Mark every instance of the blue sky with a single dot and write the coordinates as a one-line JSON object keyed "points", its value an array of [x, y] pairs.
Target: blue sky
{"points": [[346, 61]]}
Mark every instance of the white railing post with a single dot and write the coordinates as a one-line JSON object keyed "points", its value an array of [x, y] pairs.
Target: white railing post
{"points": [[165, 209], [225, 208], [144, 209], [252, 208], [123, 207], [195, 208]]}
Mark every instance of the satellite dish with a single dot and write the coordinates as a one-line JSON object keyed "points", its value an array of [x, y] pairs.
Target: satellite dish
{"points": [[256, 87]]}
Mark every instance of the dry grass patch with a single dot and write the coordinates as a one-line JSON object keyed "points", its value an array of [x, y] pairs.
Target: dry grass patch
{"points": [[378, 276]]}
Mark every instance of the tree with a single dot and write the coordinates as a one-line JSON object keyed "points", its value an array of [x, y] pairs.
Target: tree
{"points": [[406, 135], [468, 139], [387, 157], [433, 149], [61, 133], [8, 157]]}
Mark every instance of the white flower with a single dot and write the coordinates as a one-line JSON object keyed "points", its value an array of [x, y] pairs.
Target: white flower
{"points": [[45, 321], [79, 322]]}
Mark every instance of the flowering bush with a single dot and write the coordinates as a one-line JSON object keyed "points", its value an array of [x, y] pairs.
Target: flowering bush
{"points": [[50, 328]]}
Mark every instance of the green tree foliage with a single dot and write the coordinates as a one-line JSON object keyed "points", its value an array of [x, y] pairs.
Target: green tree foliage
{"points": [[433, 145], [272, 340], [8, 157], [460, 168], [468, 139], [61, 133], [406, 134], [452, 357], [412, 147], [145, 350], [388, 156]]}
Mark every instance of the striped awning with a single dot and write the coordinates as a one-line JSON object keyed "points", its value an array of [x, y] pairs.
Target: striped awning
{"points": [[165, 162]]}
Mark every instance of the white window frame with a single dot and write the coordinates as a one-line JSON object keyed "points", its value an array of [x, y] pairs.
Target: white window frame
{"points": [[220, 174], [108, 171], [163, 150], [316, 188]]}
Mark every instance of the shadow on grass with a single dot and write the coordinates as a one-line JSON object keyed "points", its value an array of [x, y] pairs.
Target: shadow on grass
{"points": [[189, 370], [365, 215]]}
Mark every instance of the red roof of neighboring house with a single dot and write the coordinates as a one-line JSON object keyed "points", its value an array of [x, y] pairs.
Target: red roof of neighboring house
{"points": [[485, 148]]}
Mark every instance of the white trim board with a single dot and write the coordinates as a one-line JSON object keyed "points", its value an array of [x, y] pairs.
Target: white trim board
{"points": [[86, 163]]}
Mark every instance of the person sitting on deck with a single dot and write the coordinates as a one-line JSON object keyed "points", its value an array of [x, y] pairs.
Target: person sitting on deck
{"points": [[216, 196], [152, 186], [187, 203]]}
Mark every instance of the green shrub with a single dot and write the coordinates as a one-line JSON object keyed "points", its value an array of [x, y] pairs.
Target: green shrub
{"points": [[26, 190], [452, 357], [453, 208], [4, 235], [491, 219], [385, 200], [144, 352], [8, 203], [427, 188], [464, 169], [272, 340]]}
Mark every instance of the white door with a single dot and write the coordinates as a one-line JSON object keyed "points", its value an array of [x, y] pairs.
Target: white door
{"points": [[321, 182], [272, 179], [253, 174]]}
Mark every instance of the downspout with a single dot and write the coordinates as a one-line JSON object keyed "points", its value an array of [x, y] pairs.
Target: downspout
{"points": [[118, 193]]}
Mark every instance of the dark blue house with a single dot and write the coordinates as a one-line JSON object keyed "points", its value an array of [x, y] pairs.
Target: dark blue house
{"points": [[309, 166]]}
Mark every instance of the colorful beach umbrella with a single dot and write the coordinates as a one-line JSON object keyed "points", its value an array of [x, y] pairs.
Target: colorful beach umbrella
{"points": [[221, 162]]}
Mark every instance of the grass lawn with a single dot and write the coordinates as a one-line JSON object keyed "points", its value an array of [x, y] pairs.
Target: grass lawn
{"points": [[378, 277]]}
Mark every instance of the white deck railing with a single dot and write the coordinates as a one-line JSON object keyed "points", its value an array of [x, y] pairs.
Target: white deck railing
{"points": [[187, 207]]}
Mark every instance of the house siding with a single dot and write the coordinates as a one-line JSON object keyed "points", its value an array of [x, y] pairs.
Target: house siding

** Instructions to follow **
Copy the rows above word for word, leaving out nothing and changing nothing.

** Written reply **
Mark every instance of the blue sky with a single dot and write the coordinates as a one-line JSON object keyed "points", its value an array of [x, y] pairs.
Target: blue sky
{"points": [[346, 61]]}
Mark every instance of the white railing post with a single dot and write the coordinates as a one-line JSON object keyed "points", its value an array of [x, y] pairs.
Target: white railing post
{"points": [[165, 209], [225, 208], [144, 209], [252, 208], [123, 207], [195, 208]]}
Mark every instance of the satellite dish with a single dot and write the coordinates as a one-line JSON object keyed "points", its value an array of [x, y] pairs.
Target: satellite dish
{"points": [[256, 87]]}
Mark every instance of the dry grass patch with a single dot and write the coordinates as a one-line JSON object keyed "points", its value an array of [x, y] pairs.
Target: dry grass patch
{"points": [[378, 276]]}
Mark every instance of the tree with a single dot and write the coordinates as a one-line JSON object keyed "points", its value an array of [x, y] pairs.
Target: tree
{"points": [[406, 135], [468, 139], [387, 157], [433, 149], [61, 133], [8, 157]]}
Mark every instance of the white flower with a single dot and write the coordinates as a one-line JSON object keyed "points", its value an array of [x, y] pairs.
Target: white flower
{"points": [[45, 321], [79, 322]]}
Mark every instance of the flowering bush with a single dot and write the coordinates as a one-line JSON object keyed "points", its value an array of [x, y] pairs.
Target: flowering bush
{"points": [[50, 328]]}
Mark every instance of the green tree foliage with a single dot and write the coordinates as a one-line JSON object keyed "points", its value an array of [x, y] pairs.
Target: green tree foliage
{"points": [[433, 145], [272, 340], [8, 157], [460, 168], [468, 139], [61, 133], [406, 134], [452, 357], [412, 147], [145, 350], [388, 156]]}
Mark every instance of the striped awning with a single dot and write the coordinates as a one-line JSON object keyed "points", its value an array of [x, y] pairs.
Target: striped awning
{"points": [[165, 162]]}
Mark every instance of the white window frame with a single dot and write the coordinates as a one-line JSON object keyed "points", its value an array of [x, y] pairs.
Target: white window frame
{"points": [[220, 174], [108, 171], [163, 150], [316, 188]]}
Mark every instance of the shadow on grass with a single dot and write the coordinates as a one-line JSON object keyed "points", its value an array of [x, y] pairs.
Target: shadow on grass
{"points": [[189, 370], [365, 215]]}
Mark every instance of the red roof of neighboring house with a single dot and write the coordinates as a one-line JSON object keyed "points", its value an array of [x, y] pairs.
Target: red roof of neighboring house
{"points": [[485, 148]]}
Mark every instance of the white trim board with a single dot and write the coordinates as a one-line JSON object keyed "points", its value an array of [x, y] pairs.
Target: white trim board
{"points": [[86, 163]]}
Mark every instance of the person sitting on deck with a single dot and write the coordinates as a one-line JSON object keyed "points", its value an array of [x, y] pairs.
Target: person sitting on deck
{"points": [[216, 196], [152, 186], [187, 203]]}
Mark every instance of the green shrub with a single dot and write the coordinates as a one-line JSON object keyed "points", its value an array of [x, y] pairs.
Target: green shrub
{"points": [[26, 190], [452, 357], [453, 208], [4, 235], [491, 219], [385, 200], [144, 352], [8, 203], [427, 188], [464, 169], [272, 340]]}
Mark every instance of the white door with a single dot and write the coordinates as a one-line JSON object keyed "points", its value an array of [x, y] pairs.
Target: white door
{"points": [[321, 182], [272, 179], [253, 174]]}
Mark every instance of the downspout with a single dot and write the coordinates as a one-line JSON object keyed "points", its value an array of [x, y] pairs.
Target: downspout
{"points": [[118, 193]]}
Mark every instance of the dark blue house with a single dot and write the coordinates as a one-line JSON object keyed "points", its value an array of [x, y] pairs.
Target: dark blue house
{"points": [[309, 166]]}
Mark every instance of the colorful beach umbrella with a single dot and write the coordinates as a one-line JSON object keyed "points", its value an array of [x, y] pairs.
Target: colorful beach umbrella
{"points": [[221, 162]]}
Mark every instance of the grass lawn with a single dot and write the coordinates as a one-line JSON object keyed "points", its value an array of [x, y] pairs.
Target: grass lawn
{"points": [[378, 277]]}
Mark every instance of the white deck railing with a single dot and write the coordinates as a one-line JSON object keyed "points", its value an array of [x, y] pairs.
Target: white deck railing
{"points": [[187, 207]]}
Mark every instance of the house siding with a single dot and write the coordinates as a one-line JSON object keyed "points", its value an array of [x, y] pairs.
Target: house siding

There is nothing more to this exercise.